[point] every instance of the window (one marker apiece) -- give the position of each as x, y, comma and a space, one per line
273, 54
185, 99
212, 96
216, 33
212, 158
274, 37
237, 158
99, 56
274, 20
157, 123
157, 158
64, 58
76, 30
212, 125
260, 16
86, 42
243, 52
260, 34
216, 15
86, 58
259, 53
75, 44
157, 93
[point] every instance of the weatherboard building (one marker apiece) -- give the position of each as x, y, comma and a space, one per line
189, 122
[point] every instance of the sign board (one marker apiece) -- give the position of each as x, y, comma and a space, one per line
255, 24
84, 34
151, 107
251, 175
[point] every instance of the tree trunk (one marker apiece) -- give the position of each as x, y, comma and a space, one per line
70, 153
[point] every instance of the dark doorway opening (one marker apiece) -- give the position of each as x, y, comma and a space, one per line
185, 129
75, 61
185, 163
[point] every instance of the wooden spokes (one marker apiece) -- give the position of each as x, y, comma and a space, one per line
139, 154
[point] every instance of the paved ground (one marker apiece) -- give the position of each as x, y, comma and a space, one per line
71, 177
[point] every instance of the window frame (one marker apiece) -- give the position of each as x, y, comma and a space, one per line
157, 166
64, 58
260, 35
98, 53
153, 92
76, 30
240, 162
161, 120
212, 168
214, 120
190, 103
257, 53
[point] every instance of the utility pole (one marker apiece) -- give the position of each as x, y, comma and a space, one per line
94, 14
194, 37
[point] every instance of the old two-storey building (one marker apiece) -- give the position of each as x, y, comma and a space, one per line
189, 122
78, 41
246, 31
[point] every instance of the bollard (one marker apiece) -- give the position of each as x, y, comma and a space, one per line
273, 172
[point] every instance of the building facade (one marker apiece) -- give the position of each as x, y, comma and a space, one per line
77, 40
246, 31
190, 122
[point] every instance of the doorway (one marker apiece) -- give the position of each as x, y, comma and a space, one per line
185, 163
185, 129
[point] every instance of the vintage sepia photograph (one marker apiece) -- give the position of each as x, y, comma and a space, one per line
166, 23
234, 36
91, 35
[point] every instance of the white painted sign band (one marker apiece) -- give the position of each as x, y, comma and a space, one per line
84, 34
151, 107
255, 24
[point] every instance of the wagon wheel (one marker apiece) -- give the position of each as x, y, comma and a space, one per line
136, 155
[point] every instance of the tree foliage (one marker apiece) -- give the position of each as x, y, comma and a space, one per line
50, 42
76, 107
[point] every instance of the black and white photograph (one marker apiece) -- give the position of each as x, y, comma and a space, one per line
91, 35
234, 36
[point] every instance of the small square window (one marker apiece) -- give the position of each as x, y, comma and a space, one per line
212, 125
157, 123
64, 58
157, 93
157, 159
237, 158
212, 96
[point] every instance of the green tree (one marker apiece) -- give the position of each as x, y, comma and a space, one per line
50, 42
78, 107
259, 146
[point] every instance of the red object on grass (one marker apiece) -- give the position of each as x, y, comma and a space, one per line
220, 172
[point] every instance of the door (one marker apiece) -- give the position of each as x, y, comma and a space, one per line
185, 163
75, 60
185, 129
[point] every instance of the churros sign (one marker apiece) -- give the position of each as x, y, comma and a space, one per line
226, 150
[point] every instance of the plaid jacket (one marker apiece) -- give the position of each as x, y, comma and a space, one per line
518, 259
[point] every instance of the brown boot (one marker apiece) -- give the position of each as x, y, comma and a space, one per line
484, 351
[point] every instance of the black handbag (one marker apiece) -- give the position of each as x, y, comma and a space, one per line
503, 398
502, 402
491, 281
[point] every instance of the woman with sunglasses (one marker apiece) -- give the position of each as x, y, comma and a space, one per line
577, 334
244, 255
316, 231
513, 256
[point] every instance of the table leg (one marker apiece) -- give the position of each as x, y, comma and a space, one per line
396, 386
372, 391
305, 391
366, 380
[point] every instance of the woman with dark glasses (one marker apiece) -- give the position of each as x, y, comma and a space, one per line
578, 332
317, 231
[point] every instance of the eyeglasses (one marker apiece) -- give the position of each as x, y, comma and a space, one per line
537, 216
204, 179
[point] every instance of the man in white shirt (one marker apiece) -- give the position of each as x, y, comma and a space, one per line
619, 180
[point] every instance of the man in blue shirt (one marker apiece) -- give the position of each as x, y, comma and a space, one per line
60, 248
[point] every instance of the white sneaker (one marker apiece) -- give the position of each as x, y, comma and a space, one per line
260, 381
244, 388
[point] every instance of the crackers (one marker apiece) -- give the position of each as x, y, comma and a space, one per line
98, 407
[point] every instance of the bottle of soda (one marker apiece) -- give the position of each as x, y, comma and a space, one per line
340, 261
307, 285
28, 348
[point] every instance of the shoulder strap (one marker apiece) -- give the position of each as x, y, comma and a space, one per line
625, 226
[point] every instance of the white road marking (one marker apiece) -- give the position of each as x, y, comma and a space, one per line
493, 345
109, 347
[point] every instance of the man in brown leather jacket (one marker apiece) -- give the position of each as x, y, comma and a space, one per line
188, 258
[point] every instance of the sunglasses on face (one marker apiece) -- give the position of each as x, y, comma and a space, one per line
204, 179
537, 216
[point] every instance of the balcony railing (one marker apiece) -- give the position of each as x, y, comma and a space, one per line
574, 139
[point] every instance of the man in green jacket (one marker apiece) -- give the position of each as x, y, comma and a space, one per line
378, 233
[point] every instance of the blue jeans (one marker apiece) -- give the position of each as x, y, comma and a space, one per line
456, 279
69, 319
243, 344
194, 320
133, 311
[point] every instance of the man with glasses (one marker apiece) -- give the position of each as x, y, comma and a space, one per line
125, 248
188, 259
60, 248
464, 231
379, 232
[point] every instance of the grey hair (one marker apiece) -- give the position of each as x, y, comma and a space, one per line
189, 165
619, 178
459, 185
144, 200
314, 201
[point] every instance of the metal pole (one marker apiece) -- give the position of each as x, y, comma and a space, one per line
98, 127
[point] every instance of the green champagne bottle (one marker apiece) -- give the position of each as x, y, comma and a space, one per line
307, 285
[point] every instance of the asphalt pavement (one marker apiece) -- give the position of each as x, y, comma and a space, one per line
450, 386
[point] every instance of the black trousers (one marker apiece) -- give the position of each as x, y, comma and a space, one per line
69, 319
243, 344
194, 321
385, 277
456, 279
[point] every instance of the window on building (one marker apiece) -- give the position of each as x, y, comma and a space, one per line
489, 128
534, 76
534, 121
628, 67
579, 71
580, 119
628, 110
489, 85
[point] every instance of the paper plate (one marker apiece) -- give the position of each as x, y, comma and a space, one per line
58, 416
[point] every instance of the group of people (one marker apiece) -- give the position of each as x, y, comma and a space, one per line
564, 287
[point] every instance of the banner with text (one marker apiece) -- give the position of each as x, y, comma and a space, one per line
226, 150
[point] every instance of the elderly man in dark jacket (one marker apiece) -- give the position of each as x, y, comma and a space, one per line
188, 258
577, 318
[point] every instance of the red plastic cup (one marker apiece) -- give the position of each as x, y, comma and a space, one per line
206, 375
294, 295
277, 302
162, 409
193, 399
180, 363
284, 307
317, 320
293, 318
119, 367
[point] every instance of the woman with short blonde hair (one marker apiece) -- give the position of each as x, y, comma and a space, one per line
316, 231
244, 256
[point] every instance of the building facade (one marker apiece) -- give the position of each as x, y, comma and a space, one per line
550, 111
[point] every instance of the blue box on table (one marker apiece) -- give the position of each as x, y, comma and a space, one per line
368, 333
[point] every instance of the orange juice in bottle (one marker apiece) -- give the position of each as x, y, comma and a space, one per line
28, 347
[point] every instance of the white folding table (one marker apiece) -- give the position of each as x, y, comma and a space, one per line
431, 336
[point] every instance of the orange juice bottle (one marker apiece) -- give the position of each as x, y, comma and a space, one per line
○ ○ ○ ○ ○ ○ ○
__Required action__. Return all of the data above, keeping every line exactly as it appears.

__Solved problem__.
[point] every instance of the window (one marker apiece) -- give the position of each as x, y, comma and a space, one per line
273, 54
185, 99
212, 96
216, 33
212, 158
274, 37
237, 158
99, 56
274, 20
157, 123
157, 158
64, 58
76, 30
212, 125
260, 16
86, 42
243, 52
260, 34
216, 15
86, 58
259, 53
75, 44
157, 93
[point] every instance of the weatherboard building (one marker apiece) -- give the position of each as x, y, comma and a space, one per line
189, 122
[point] every instance of the sign board (one marker apiece) -- give the position of each as x, y, comma and a space, one per line
255, 24
84, 34
151, 107
251, 175
[point] every instance of the tree trunk (one marker apiece) -- give the position of each as x, y, comma and a space, one per line
70, 153
[point] every instance of the dark doorway opening (one marker apiece) -- give the position of each as x, y, comma and a space, one per line
185, 129
75, 61
185, 163
[point] every instance of the wooden spokes (one marker apiece) -- give the position of each as x, y, comma and a space, one per line
139, 154
[point] every instance of the paved ground (one marker apiece) -- give the position of each as x, y, comma and a space, one per line
71, 177
[point] every instance of the window frame (one marker apiece) -- give the position of each as x, y, comma and a space, one per line
157, 166
64, 58
260, 35
98, 53
153, 92
76, 30
240, 162
161, 120
212, 168
214, 120
190, 103
257, 53
[point] every instance of the utility pole (one marker apiece) -- give the position of each as x, y, comma and a space, one per line
94, 14
194, 37
[point] every instance of the old two-storey building (one marker apiece) -- give the position of each as x, y, comma and a space, one per line
189, 122
78, 41
246, 31
[point] every instance of the bollard (one marker apiece) -- give the position of each as x, y, comma and a space, one per line
273, 172
[point] every instance of the building facade (one marker apiece) -- give the position of each as x, y, comma and a space, one per line
77, 40
246, 31
190, 122
[point] every instance of the doorway (one marker apiece) -- give the position of each as x, y, comma and a space, one per line
185, 163
185, 129
[point] every instance of the vintage sepia photograph (one marker apiece) -- give the position of each as x, y, comma and a space, one per line
166, 23
234, 36
91, 35
[point] every instance of the white painted sign band (one marker apiece) -- give the position of each as x, y, comma and a space, one per line
84, 34
151, 107
255, 24
[point] every instance of the wagon wheel (one marker apiece) -- give the position of each as x, y, comma and a space, one per line
136, 155
[point] every instance of the tree foliage (one marker apiece) -- give the position of each as x, y, comma and a space, one per line
50, 42
76, 107
[point] every instance of the black and white photograph (one marker apiece) -- give the position of each as x, y, comma and a space, one per line
91, 35
234, 36
[point] every instance of the small square window (one marker apiece) -- give the position of each as x, y, comma and a space, one per line
212, 125
157, 123
64, 58
157, 93
157, 159
237, 158
212, 96
[point] every instance of the green tree (one marker apiece) -- give the position of each as x, y, comma and a space, one per line
50, 42
78, 107
259, 146
[point] every instance of the red object on grass (one marker apiece) -- give the position of each as x, y, comma and a space, one per line
220, 172
[point] every instance of the door (one marker apiece) -- give the position of each as x, y, comma and a space, one per line
185, 163
75, 60
185, 129
[point] every instance of the churros sign (one marker apiece) -- give the position of each as x, y, comma and a space, one per line
226, 150
[point] every instance of the plaid jacket (one marker apiece) -- give the position of each as x, y, comma and a space, one per line
518, 259
[point] every instance of the brown boot (one marker apiece) -- give the position of each as x, y, comma and a space, one per line
484, 351
[point] every instance of the black handbag (one marker apiece) -- give the position of each as x, y, comma and a space, one per line
503, 398
502, 402
491, 281
[point] every instance of the woman with sunglasses (one marker apiece) -- give the position of each as x, y, comma and a space, one per line
577, 334
244, 255
316, 231
513, 256
[point] every instance of the table leg (one marker apiece) -- give the position of each as x, y, comma and a space, one per line
396, 386
372, 391
305, 391
366, 380
[point] every instance of the woman with dark glasses (one marker apiece) -- give the position of each as x, y, comma and a space, one per line
578, 332
317, 231
[point] every instance of the eyeglasses (one marker apiece) -- give the position of each as x, y, comma and a space, one per line
537, 216
204, 179
[point] every instance of the man in white shirt (one marker apiece) -- give the position of each as x, y, comma and a space, one per line
619, 180
[point] every instance of the man in blue shirt (one marker apiece) -- give the position of each as x, y, comma and a space, one per line
60, 248
[point] every instance of the white sneaker (one marker apiece) -- give the position of each as x, y, comma and a space, one per line
260, 381
244, 388
[point] every instance of the crackers (one marker apiece) -- give the position of each as x, y, comma and a space, one per line
98, 407
[point] every instance of the bottle of soda (one marker apiece) -- give the position of each as x, y, comma and a space, one per line
340, 261
307, 285
28, 348
[point] every instance of the shoulder strap (one marker apiece) -- give the position of each as x, y, comma and a space, one per line
625, 226
[point] every instance of the white road marking (one marker apiece) -- give the position of each as x, y, comma and a space, one per line
493, 345
109, 347
[point] every instance of the man in brown leather jacket (one marker apiece) -- give the position of each as x, y, comma and a space, one per line
188, 258
[point] every instance of the sunglasses on face (one marker apiece) -- give the position of each as x, y, comma and a space, one per line
204, 179
537, 216
[point] every instance of the balcony railing (one marker apiece) -- give the position of each as x, y, comma and a space, one per line
574, 139
[point] every instance of the man in green jacket (one marker apiece) -- give the position of each as x, y, comma and a space, one per line
378, 233
[point] every instance of the blue jeans (one marker apiece) -- give the position of each as x, y, comma and a space, one per line
456, 279
69, 319
243, 344
194, 320
133, 311
[point] every instance of the man with glasses (one marker apiece) -- give the position of each as x, y, comma and a space, one per line
125, 248
188, 259
60, 248
464, 231
379, 232
[point] every instance of the grey hair (one marker apiece) -- give the position of each as x, y, comma and a space, one per line
189, 165
619, 178
459, 185
144, 200
314, 201
[point] every instance of the metal pole (one marker apiece) -- give the position of each as x, y, comma and a space, one per line
98, 127
[point] every instance of the green champagne bottle (one marker apiece) -- give the position of each as x, y, comma and a space, one per line
307, 285
[point] every instance of the asphalt pavement (one marker apiece) -- give the position of each as x, y, comma and a space, one per line
450, 386
[point] every instance of the black trousers (one marker apiece) -- give the position of each as x, y, comma and a space, one per line
69, 319
243, 344
194, 321
385, 277
456, 279
[point] every instance of the window on building (one marker apiece) -- give the position of each as x, y, comma and a space, one per line
489, 128
534, 76
534, 121
628, 67
579, 71
580, 119
628, 110
489, 85
[point] every instance of the paper plate (one marker apiece) -- give the position of each as x, y, comma and a space, one per line
58, 416
[point] every instance of the group of people (one marker apiece) -- give the position of each as x, y, comma and a space, one per line
564, 287
[point] every instance of the banner with text (one marker apiece) -- give the position of each as x, y, comma and a space, one per line
226, 150
[point] every instance of the elderly man in dark jacket (one marker apiece) -- give the position of each as x, y, comma and a space, one per line
188, 258
577, 318
[point] every instance of the red plastic cup (one marker apiece) -- give the position of each as x, y, comma and a space, one per line
206, 375
294, 295
277, 302
162, 409
193, 399
180, 363
284, 307
317, 320
293, 318
119, 367
[point] every instance of the woman with short blonde hair (one marker apiece) -- give the position of each as x, y, comma and a space, one per line
316, 231
244, 256
[point] every instance of the building facade (one marker apiece) -- give the position of each as x, y, comma and a space, one per line
550, 111
[point] every instance of the blue box on table (one marker apiece) -- give the position of each as x, y, comma and a space, one per line
368, 333
[point] every instance of the orange juice in bottle (one marker apiece) -- give the position of each as x, y, comma and a space, one per line
28, 347
[point] every instance of the white folding table (one marker apiece) -- give the position of each as x, y, comma and a space, one per line
431, 336
[point] every instance of the orange juice bottle (one marker apiece) -- give the position of each as x, y, comma and a space, one per line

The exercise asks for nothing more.